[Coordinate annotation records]
☆ ☆ ☆ ☆ ☆
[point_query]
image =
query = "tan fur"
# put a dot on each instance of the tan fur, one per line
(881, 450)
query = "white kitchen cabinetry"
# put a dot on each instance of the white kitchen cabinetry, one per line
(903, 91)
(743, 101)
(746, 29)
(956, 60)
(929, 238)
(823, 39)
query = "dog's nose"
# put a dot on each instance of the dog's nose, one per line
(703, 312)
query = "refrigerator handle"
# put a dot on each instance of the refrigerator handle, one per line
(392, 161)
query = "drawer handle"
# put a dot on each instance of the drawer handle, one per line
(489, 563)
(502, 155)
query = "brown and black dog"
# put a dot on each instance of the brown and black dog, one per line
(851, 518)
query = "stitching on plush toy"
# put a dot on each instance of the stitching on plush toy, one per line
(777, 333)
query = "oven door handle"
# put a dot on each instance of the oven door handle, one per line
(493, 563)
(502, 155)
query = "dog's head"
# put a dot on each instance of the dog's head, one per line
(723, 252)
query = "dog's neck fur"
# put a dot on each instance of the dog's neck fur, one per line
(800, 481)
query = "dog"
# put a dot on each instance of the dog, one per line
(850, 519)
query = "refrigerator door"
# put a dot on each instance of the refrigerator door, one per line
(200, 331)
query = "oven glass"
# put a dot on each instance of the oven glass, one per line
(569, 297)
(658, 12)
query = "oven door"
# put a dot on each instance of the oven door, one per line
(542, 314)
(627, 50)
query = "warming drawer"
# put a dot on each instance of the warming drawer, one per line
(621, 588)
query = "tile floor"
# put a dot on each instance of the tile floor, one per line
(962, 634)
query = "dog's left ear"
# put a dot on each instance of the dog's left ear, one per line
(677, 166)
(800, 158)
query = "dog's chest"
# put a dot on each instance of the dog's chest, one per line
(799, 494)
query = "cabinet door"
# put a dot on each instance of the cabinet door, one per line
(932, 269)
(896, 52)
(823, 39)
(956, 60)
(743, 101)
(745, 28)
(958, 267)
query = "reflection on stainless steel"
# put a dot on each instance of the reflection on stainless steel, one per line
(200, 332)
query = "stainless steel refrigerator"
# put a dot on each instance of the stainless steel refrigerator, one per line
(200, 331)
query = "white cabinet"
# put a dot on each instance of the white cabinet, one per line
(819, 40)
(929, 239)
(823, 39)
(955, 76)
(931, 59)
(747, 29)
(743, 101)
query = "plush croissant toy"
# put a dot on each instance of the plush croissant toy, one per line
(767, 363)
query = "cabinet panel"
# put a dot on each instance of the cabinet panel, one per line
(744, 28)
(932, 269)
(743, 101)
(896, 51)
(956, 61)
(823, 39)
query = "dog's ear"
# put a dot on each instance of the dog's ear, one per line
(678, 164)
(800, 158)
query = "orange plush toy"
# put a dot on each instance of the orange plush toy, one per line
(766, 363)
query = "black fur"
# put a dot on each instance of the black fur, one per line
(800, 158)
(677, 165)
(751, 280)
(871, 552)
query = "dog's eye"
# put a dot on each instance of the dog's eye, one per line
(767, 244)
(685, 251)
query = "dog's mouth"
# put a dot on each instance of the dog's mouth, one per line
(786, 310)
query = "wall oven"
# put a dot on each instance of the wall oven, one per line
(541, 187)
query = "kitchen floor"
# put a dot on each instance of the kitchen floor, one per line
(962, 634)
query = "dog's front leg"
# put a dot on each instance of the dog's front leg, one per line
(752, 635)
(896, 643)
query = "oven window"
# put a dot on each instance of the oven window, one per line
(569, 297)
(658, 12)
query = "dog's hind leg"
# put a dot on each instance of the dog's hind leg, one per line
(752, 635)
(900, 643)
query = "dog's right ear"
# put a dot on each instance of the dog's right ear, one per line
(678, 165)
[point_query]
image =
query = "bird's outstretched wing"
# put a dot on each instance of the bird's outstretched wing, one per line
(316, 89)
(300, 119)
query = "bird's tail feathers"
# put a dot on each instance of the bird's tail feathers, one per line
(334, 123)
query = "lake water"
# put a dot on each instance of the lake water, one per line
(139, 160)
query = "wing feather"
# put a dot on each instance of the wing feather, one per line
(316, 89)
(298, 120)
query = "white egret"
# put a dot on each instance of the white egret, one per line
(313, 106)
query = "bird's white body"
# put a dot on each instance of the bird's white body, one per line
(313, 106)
☆ ☆ ☆ ☆ ☆
*The problem*:
Return each line of the records above that contains the word "right".

*Answer to this task*:
query = "dog's right ear"
# put a dot on each instance of the dog's right ear, one per line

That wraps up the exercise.